**WORK REQUIRED:** Give back only the lines in the records below from the one with "Target: reflection on wet ground" to the one with "Where can the glass", both inclusive, word for word.

Top of DATA

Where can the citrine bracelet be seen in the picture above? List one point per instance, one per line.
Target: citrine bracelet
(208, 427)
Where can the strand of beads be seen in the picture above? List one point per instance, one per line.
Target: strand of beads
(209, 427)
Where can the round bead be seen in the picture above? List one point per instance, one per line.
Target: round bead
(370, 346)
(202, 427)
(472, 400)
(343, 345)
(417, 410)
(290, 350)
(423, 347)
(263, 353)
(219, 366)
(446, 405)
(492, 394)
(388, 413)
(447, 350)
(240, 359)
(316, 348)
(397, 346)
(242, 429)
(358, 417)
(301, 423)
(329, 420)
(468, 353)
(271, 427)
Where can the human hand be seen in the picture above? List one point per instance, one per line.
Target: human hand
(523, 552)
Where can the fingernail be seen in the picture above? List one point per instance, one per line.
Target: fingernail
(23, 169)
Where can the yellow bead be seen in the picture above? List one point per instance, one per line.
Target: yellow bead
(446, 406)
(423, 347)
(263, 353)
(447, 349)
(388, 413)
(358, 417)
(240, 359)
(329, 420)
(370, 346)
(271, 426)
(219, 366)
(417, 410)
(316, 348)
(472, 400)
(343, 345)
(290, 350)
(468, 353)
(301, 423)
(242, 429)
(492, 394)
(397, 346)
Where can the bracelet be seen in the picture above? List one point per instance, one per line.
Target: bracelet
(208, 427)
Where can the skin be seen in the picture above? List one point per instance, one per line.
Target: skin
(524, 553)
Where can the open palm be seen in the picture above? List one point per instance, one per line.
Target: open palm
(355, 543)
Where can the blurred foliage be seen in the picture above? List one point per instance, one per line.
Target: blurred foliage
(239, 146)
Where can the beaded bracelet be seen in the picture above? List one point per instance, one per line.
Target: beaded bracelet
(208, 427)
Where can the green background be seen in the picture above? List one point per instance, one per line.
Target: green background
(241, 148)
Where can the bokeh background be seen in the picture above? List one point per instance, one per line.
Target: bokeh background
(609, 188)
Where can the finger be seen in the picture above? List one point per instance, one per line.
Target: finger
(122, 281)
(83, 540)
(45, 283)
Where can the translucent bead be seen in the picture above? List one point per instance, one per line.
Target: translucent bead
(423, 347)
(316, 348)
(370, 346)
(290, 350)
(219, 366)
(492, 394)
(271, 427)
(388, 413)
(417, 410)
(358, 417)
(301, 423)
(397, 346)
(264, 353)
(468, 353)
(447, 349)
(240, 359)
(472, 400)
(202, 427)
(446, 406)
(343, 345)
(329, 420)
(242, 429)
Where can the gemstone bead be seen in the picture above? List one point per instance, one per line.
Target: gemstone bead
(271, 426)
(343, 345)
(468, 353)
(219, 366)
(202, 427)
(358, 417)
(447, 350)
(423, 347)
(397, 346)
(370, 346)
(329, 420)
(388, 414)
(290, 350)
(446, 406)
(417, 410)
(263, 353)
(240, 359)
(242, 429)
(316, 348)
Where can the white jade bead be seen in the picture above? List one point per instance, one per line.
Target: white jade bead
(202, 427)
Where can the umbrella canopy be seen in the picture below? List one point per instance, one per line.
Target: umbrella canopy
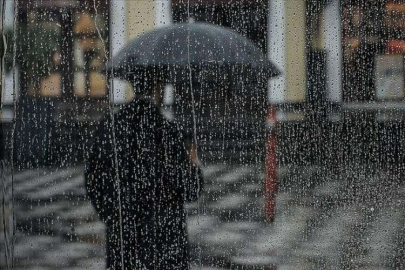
(195, 44)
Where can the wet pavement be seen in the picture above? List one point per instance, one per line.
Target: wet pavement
(345, 218)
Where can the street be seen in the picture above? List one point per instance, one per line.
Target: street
(348, 218)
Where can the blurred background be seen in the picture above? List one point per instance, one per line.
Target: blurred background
(302, 171)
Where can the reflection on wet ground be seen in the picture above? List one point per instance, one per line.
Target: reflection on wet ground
(341, 219)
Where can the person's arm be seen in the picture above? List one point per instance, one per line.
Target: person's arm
(99, 172)
(189, 172)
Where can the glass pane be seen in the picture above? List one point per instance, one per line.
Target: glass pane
(202, 134)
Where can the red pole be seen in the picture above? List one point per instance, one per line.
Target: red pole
(270, 185)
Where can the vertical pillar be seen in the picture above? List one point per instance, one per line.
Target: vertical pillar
(276, 94)
(163, 13)
(295, 58)
(118, 38)
(333, 47)
(276, 49)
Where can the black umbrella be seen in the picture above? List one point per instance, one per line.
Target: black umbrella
(191, 44)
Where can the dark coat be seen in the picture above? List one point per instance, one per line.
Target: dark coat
(140, 189)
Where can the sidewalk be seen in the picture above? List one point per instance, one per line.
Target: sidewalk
(346, 219)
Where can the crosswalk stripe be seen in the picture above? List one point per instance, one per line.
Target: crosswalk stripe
(234, 175)
(213, 169)
(59, 188)
(40, 181)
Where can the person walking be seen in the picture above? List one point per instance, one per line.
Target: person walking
(138, 176)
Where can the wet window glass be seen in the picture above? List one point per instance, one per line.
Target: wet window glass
(202, 134)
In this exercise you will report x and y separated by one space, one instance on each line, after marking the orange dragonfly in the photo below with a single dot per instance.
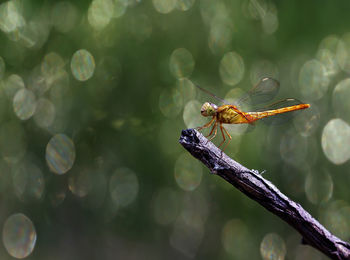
266 89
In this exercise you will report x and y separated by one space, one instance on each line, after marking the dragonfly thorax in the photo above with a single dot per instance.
209 109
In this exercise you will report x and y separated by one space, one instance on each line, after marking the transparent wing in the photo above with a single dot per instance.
211 94
264 91
291 103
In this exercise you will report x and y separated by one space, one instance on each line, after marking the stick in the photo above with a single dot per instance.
252 184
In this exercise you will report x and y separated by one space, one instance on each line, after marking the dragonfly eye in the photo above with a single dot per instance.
208 109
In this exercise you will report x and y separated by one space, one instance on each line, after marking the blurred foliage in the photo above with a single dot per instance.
94 95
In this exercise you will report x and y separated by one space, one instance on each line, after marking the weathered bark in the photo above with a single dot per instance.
251 183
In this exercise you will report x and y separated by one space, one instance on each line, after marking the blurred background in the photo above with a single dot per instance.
94 95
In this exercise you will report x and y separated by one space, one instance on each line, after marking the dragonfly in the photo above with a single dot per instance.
264 91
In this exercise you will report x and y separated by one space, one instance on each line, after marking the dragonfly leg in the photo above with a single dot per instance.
207 124
229 136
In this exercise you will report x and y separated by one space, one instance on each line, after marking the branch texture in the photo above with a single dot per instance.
251 183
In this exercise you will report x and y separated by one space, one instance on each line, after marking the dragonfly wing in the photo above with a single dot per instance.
212 95
295 105
264 91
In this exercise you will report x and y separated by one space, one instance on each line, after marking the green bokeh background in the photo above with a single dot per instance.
115 121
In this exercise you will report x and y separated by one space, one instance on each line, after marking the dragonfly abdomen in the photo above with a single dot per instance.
259 115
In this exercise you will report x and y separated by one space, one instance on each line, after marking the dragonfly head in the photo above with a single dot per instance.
209 109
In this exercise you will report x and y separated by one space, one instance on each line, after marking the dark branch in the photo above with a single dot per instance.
252 184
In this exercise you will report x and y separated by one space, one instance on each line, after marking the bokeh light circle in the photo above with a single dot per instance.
123 187
181 63
24 104
231 68
340 99
19 235
60 154
82 65
335 141
313 80
273 247
188 172
100 13
164 6
119 8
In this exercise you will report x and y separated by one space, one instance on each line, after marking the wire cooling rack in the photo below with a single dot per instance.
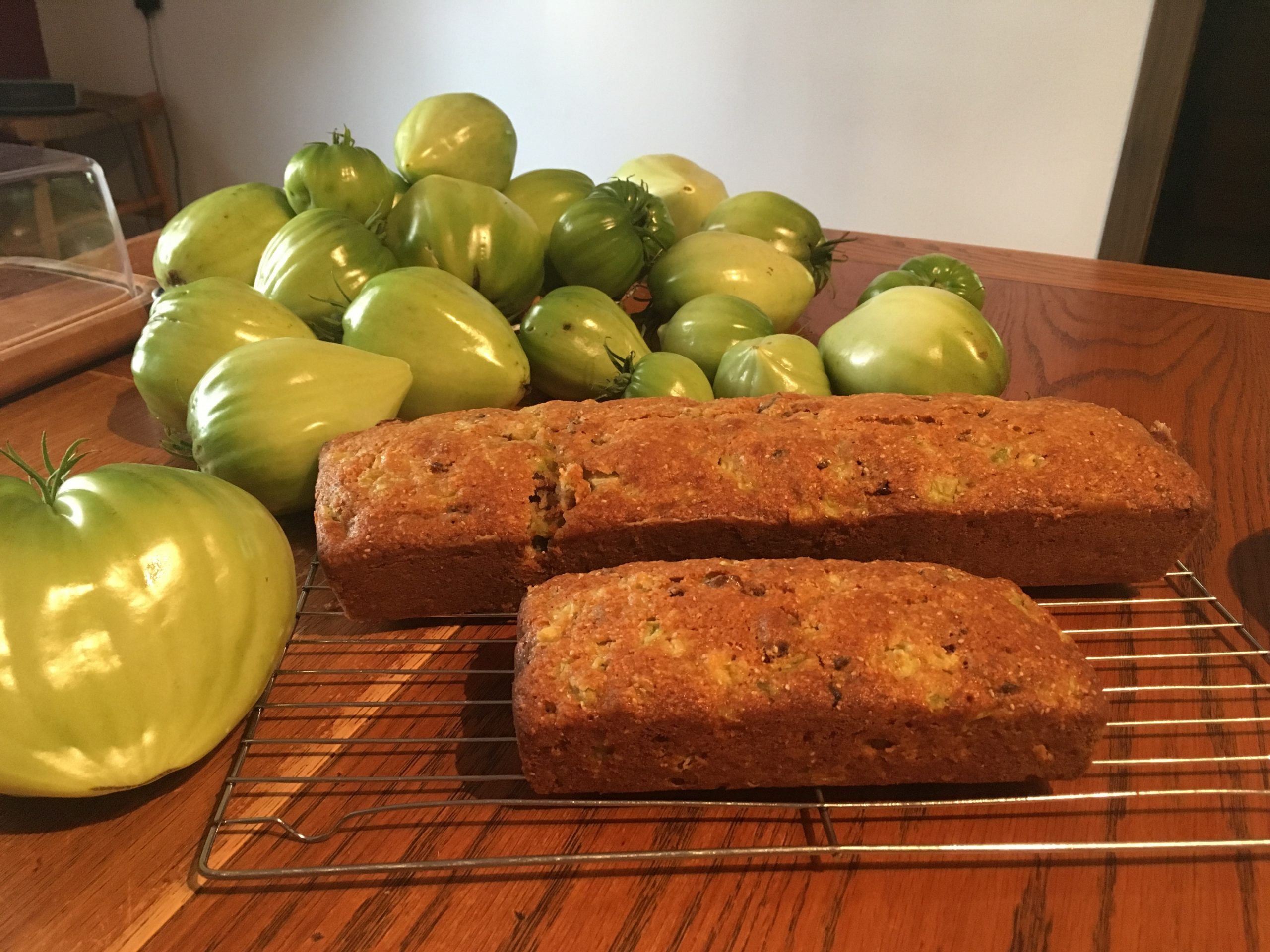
385 751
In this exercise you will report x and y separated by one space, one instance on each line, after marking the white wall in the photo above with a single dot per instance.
992 122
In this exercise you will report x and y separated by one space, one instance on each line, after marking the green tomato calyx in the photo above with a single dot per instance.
50 484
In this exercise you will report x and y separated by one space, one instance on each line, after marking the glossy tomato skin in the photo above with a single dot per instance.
190 329
317 263
609 239
223 234
689 191
663 373
261 416
568 337
706 327
477 234
781 363
722 262
461 135
915 341
463 353
143 613
342 176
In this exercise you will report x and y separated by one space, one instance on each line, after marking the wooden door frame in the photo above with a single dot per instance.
1148 139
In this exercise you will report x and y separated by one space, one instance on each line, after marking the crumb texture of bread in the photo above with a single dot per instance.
785 673
461 512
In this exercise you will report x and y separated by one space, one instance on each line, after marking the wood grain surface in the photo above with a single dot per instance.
1191 351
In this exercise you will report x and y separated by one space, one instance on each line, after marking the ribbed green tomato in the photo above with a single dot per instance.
190 329
317 263
663 373
609 239
461 351
568 337
259 416
545 193
706 327
783 224
783 363
722 262
915 341
463 135
477 234
143 610
339 176
220 235
689 191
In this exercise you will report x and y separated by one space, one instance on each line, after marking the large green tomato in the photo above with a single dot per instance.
689 191
570 336
143 611
706 327
460 135
190 329
339 176
722 262
220 235
477 234
461 351
933 271
317 263
781 223
609 239
915 341
545 193
259 416
783 363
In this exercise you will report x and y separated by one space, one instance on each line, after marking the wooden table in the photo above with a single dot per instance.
1189 350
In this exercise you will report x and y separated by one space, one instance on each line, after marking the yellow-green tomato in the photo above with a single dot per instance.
220 235
706 327
722 262
663 373
261 416
568 337
689 191
783 363
915 341
190 329
463 353
545 193
143 610
463 135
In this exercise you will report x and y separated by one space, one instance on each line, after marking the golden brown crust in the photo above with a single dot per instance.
772 673
1043 492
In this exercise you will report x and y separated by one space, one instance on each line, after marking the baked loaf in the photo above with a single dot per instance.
463 511
789 673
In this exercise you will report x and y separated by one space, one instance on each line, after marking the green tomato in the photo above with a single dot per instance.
259 416
545 193
722 262
220 235
143 610
689 191
463 353
706 327
663 373
339 176
477 234
460 135
609 239
317 263
190 329
781 363
915 341
568 337
781 223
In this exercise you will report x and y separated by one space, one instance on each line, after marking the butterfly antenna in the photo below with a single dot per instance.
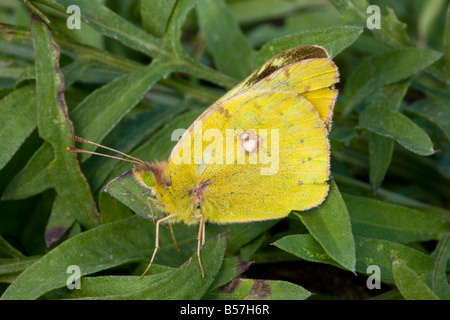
82 140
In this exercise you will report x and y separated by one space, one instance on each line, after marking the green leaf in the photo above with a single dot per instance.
385 68
7 250
438 281
55 127
435 109
252 11
368 252
126 136
231 52
59 222
112 25
128 191
33 178
255 289
446 41
334 40
111 209
429 13
389 123
11 268
381 148
155 15
330 225
18 120
184 282
392 32
93 121
381 220
100 248
305 247
380 155
410 284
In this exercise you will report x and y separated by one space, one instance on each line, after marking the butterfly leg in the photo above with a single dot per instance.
156 242
151 208
200 236
170 226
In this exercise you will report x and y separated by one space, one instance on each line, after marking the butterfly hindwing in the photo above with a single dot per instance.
287 102
296 159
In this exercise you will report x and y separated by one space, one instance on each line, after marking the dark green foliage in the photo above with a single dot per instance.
138 70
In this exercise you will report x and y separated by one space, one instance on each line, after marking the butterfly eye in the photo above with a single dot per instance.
148 178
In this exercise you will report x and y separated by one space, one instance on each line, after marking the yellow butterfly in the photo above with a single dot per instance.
257 153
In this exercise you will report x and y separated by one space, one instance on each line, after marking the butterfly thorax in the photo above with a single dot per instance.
185 201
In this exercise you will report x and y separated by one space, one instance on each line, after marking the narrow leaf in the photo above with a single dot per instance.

Bottom of DATA

**SOLUTION TO THIS EXERCISE:**
Target: reflection on wet ground
(341, 219)
Where can the person's arm be seen in the picture above? List one point per instance, one per line.
Target: person's arm
(99, 172)
(189, 172)
Where can the glass pane be seen in the picture above? List one point per instance, one per line.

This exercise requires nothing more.